幻覚が見えるときに考えられる原因と虫が見える症状の特徴

高齢者が「虫が見える」と訴える場合、幻覚が関係していることがあります。ここでは、虫が見える幻覚の状態や原因について解説します。
虫が見える幻覚とはどんな状態か
「虫が見える」とは、実際には存在しない虫を目にしたと感じたり、体に虫が這っている感覚を覚えたりする状態を指します。この現象は「幻視(げんし)」や「幻触(げんしょく)」と呼ばれ、特に高齢者の方に多く見られます。
虫が見える幻覚は、視界の端や部屋の壁、布団などに小さな虫がいるように思えたり、腕や足に虫がいると訴えることが特徴です。本人は非常にリアルに感じており、「虫を払ってほしい」と家族に求めることもあります。こうした幻覚が起きると、生活上の不安や恐怖感が強まることがあります。
════════════════
この課題について:
上の本文から、「高齢者が「虫が見える」と訴え」で始まり「高齢者の方に多く見られます。」で終わる部分を書き写しなさい。

[指示表現データ]
════════════════
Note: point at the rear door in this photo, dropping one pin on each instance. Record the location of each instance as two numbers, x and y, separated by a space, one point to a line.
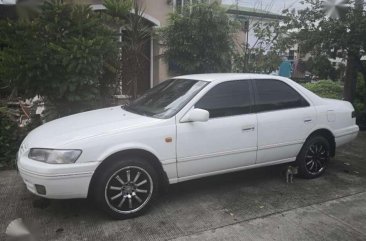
285 119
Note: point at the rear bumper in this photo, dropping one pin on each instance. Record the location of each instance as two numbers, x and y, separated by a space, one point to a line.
59 181
346 135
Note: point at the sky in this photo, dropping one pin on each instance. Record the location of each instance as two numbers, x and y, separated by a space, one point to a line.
269 5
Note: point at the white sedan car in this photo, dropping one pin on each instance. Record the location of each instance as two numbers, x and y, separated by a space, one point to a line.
184 128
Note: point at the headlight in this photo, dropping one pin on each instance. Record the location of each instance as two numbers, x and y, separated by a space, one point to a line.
54 156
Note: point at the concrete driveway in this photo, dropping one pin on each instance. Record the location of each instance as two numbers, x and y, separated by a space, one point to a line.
250 205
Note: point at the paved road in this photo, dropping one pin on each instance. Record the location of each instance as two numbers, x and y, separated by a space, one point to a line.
249 205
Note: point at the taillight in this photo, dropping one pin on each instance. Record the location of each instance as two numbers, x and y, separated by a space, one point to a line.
353 114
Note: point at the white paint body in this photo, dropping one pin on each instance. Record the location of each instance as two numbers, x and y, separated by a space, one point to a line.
198 149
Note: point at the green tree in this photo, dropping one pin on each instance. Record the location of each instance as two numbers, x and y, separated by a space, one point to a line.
199 40
324 35
60 55
321 67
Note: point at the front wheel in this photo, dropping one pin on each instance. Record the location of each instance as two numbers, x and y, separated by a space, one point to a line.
126 188
313 157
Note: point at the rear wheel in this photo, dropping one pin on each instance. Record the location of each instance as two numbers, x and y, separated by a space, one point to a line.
313 157
126 188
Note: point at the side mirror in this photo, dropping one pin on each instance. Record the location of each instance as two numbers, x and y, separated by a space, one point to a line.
195 115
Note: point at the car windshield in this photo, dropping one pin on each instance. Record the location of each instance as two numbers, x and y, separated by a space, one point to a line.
166 99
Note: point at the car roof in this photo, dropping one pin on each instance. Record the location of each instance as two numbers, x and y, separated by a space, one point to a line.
227 76
222 77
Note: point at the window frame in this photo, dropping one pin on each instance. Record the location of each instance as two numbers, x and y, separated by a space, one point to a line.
255 91
251 97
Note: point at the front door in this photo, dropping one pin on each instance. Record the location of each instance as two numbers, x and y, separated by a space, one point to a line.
227 141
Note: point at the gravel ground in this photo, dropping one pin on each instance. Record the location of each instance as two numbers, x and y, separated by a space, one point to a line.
250 205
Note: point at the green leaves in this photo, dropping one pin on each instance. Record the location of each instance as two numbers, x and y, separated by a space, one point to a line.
59 55
199 40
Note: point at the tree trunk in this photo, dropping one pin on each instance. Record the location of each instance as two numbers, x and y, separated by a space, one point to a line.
353 55
351 77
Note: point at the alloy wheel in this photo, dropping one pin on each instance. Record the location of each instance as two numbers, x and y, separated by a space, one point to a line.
128 190
316 157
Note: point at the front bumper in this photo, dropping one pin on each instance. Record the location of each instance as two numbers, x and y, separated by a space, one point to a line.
61 181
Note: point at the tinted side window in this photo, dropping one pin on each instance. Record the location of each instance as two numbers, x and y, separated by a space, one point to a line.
277 95
227 99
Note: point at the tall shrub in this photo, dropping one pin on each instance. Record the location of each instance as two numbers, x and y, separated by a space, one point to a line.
198 40
59 55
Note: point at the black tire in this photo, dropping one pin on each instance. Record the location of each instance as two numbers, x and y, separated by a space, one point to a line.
313 157
126 188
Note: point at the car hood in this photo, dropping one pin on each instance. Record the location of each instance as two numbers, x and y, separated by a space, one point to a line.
86 125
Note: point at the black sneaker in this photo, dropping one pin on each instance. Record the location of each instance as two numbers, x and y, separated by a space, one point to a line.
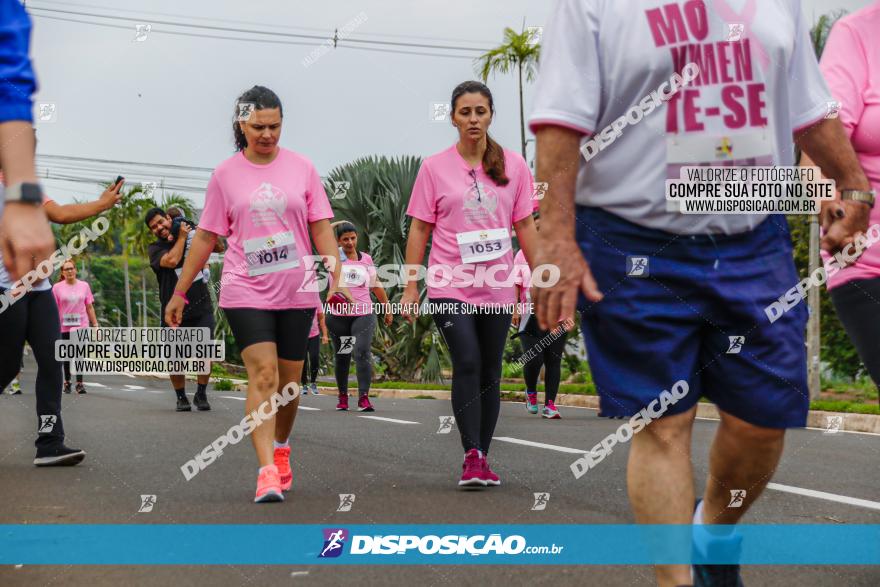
718 575
200 401
58 456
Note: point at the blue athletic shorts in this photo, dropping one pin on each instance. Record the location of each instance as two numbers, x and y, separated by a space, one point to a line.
691 308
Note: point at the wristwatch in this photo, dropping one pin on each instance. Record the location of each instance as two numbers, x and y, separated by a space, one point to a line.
29 193
866 197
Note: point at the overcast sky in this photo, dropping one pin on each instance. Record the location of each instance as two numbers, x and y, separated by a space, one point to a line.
168 99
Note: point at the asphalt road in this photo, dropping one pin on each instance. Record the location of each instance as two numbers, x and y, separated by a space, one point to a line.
401 471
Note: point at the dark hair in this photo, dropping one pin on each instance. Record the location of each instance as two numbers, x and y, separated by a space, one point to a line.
152 213
493 158
344 227
262 98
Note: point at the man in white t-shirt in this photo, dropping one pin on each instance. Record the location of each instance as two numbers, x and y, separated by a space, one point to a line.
673 301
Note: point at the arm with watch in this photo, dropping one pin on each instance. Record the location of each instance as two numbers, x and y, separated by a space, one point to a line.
826 146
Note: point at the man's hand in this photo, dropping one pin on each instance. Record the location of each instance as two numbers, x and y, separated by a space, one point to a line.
25 238
174 311
557 303
111 196
842 222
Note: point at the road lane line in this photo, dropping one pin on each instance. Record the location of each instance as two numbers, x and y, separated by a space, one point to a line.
872 505
777 486
388 420
565 449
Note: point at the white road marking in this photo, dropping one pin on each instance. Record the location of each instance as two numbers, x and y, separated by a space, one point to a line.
388 420
565 449
872 505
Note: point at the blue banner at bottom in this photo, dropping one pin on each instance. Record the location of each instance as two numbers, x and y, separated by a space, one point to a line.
404 544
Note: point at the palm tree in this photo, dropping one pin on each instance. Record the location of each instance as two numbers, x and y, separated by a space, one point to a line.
520 51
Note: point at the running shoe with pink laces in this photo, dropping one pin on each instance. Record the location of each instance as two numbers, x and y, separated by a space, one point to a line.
268 485
364 404
550 411
472 469
282 461
488 475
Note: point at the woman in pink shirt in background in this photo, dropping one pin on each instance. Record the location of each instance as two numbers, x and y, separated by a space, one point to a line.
271 205
75 309
851 66
467 199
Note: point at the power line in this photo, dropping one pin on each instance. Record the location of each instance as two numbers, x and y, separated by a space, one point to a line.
238 21
322 38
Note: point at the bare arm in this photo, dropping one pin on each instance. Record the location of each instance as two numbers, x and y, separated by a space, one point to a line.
93 319
558 160
416 242
172 258
325 244
826 146
70 213
201 248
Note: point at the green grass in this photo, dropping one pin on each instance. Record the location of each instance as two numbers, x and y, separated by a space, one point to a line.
846 407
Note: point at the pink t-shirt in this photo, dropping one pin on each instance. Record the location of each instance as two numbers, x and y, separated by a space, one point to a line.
470 214
72 301
315 331
265 210
522 276
358 276
851 66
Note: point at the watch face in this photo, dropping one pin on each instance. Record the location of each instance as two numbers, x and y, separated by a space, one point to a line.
31 192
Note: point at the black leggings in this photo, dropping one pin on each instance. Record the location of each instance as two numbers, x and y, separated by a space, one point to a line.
34 318
313 361
66 364
858 306
362 329
476 347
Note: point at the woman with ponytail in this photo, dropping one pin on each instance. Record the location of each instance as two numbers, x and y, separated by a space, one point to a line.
469 199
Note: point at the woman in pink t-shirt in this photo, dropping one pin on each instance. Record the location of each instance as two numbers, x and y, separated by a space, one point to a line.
541 348
353 324
318 335
271 205
75 309
468 199
851 66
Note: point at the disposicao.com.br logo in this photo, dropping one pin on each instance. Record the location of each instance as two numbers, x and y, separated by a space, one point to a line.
431 544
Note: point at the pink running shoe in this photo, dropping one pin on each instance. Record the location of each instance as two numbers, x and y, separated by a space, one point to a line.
487 474
364 404
550 412
282 461
268 485
472 469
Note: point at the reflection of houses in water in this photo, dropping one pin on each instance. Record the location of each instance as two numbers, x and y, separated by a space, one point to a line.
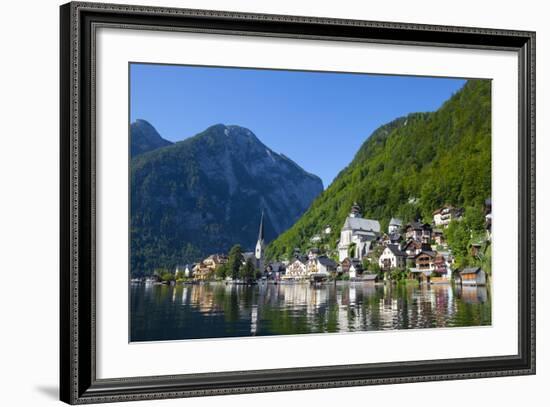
254 320
202 298
472 294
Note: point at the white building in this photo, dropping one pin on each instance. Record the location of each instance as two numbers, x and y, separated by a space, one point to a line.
395 226
443 216
296 270
392 257
357 233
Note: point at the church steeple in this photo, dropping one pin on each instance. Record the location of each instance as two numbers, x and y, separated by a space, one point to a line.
259 254
355 211
261 231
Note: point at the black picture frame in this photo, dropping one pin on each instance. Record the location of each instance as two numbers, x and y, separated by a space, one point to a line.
78 382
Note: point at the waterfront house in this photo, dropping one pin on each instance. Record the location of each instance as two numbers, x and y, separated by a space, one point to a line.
413 247
357 235
421 232
442 269
444 215
344 265
370 278
438 237
392 257
202 271
320 267
472 276
355 269
475 249
395 225
296 270
488 217
425 260
424 265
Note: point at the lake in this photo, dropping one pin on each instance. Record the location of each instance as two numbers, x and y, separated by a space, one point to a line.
215 310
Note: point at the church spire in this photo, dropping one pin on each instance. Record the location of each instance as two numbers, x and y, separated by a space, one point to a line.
260 247
261 231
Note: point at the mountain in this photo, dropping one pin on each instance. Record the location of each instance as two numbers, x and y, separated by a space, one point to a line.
144 137
206 193
408 168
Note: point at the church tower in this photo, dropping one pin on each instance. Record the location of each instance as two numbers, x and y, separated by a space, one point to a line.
259 254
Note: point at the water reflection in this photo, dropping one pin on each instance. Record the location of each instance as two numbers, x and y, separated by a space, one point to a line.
217 310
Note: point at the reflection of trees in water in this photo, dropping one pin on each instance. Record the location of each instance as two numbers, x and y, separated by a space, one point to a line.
267 309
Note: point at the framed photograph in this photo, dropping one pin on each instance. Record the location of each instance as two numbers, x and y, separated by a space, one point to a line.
255 203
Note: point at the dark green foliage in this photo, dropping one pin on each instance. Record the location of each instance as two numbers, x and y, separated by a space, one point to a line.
407 169
461 234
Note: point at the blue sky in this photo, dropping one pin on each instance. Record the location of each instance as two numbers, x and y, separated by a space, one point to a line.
317 119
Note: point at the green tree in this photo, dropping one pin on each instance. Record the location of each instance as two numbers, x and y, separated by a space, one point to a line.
247 270
235 261
222 271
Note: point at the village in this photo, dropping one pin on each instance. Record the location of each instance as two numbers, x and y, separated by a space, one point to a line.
414 252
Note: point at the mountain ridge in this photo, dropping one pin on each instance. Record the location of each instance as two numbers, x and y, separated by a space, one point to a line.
407 168
205 193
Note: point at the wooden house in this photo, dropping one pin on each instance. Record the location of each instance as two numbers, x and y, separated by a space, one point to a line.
421 232
392 257
473 276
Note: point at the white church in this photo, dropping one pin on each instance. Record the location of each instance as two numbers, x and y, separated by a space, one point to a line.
357 232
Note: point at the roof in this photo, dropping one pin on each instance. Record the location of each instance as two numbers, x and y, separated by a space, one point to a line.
428 252
471 270
419 225
362 224
395 222
325 261
395 250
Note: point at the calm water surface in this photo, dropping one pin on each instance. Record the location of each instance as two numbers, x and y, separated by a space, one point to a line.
214 310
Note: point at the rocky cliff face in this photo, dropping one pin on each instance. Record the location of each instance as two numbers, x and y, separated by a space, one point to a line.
144 137
206 193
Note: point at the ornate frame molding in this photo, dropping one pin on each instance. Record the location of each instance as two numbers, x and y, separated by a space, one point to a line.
78 382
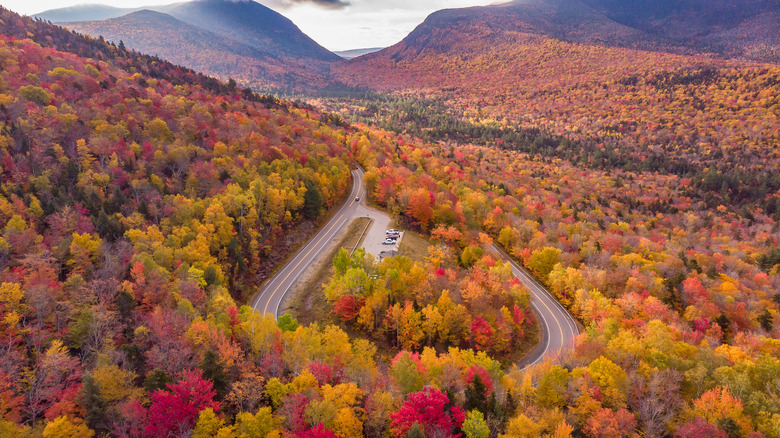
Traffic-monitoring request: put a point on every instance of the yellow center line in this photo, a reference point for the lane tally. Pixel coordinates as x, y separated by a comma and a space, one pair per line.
558, 323
265, 309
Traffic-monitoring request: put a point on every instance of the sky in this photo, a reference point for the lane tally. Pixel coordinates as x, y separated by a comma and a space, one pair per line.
335, 24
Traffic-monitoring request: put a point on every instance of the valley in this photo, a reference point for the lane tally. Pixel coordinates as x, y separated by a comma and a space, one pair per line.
586, 193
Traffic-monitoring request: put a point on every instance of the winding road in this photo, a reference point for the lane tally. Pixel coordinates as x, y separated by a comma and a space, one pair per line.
558, 328
272, 294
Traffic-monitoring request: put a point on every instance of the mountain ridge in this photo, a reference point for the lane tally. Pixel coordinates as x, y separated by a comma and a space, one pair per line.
245, 41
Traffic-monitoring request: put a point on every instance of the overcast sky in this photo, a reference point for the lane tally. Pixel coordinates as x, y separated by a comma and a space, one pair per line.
335, 24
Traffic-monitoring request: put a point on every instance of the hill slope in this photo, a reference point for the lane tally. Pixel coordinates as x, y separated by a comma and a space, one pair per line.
243, 40
172, 39
621, 107
254, 25
86, 12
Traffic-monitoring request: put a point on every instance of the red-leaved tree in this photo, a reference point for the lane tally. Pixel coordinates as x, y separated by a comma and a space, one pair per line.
431, 409
318, 431
174, 412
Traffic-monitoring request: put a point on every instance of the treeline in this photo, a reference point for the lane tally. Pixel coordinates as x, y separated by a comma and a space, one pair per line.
433, 120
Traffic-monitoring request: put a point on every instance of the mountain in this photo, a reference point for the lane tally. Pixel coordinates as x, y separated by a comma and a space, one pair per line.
539, 66
254, 25
182, 43
243, 40
734, 28
87, 12
354, 53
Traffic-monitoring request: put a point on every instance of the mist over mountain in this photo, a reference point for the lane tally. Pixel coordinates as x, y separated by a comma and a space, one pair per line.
253, 24
734, 29
243, 40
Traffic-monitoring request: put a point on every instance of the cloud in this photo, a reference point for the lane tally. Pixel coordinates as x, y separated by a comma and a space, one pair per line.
327, 4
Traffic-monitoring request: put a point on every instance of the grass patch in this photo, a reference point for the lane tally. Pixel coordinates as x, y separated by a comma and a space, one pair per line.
308, 304
414, 246
531, 340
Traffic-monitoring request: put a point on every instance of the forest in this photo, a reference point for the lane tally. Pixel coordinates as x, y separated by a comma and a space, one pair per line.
710, 120
141, 204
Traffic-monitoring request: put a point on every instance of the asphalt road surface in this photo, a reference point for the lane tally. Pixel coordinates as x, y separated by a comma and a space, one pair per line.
273, 292
558, 328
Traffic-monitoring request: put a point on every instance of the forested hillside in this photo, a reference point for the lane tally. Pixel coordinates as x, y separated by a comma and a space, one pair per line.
716, 122
242, 40
141, 203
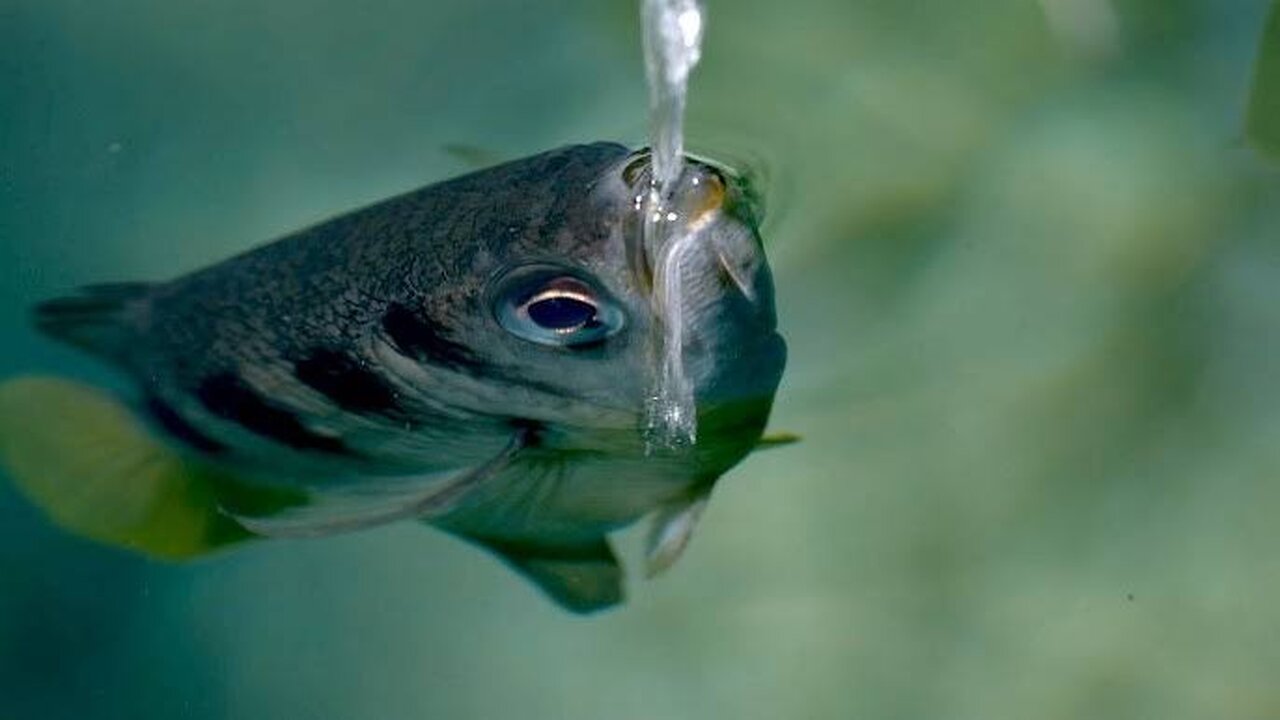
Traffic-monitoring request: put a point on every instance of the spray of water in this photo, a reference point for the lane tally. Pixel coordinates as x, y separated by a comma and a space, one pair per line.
672, 32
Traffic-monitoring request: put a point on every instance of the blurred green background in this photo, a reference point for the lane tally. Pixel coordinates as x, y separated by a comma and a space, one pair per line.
1027, 264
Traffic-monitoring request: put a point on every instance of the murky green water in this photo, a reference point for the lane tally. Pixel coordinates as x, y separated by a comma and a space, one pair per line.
1028, 272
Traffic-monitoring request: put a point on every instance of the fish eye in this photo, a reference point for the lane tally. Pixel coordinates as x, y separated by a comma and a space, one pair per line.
558, 310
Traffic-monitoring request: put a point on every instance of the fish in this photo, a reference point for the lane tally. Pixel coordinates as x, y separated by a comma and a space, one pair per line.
476, 355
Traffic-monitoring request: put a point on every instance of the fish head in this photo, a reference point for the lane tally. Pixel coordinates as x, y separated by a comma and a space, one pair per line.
565, 308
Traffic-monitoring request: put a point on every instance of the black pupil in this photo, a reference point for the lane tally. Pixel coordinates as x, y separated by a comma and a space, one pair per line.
561, 313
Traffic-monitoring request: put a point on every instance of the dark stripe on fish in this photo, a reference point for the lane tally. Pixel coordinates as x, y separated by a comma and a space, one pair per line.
423, 341
181, 429
229, 397
347, 382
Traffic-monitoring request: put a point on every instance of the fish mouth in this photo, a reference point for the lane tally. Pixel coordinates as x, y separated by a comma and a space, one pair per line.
702, 195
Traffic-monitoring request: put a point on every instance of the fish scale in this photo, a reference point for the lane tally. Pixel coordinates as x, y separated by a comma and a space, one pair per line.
393, 364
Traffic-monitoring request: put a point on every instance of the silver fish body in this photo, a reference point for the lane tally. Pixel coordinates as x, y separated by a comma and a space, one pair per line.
476, 354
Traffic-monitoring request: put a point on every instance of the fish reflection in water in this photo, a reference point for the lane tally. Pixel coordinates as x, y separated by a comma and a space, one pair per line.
476, 355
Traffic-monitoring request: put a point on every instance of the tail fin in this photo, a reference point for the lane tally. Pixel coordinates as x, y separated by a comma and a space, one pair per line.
95, 319
92, 466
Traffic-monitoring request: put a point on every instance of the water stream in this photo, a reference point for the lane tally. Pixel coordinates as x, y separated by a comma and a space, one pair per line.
672, 35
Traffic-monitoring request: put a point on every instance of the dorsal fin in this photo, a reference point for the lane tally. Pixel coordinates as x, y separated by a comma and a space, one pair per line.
95, 319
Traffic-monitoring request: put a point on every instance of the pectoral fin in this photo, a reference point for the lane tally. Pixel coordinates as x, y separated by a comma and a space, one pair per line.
581, 578
670, 532
776, 440
96, 470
════════════════
完成した課題:
高齢者が「虫が見える」と訴える場合、幻覚が関係していることがあります。ここでは、虫が見える幻覚の状態や原因について解説します。
虫が見える幻覚とはどんな状態か
「虫が見える」とは、実際には存在しない虫を目にしたと感じたり、体に虫が這っている感覚を覚えたりする状態を指します。この現象は「幻視(げんし)」や「幻触(げんしょく)」と呼ばれ、特に高齢者の方に多く見られます。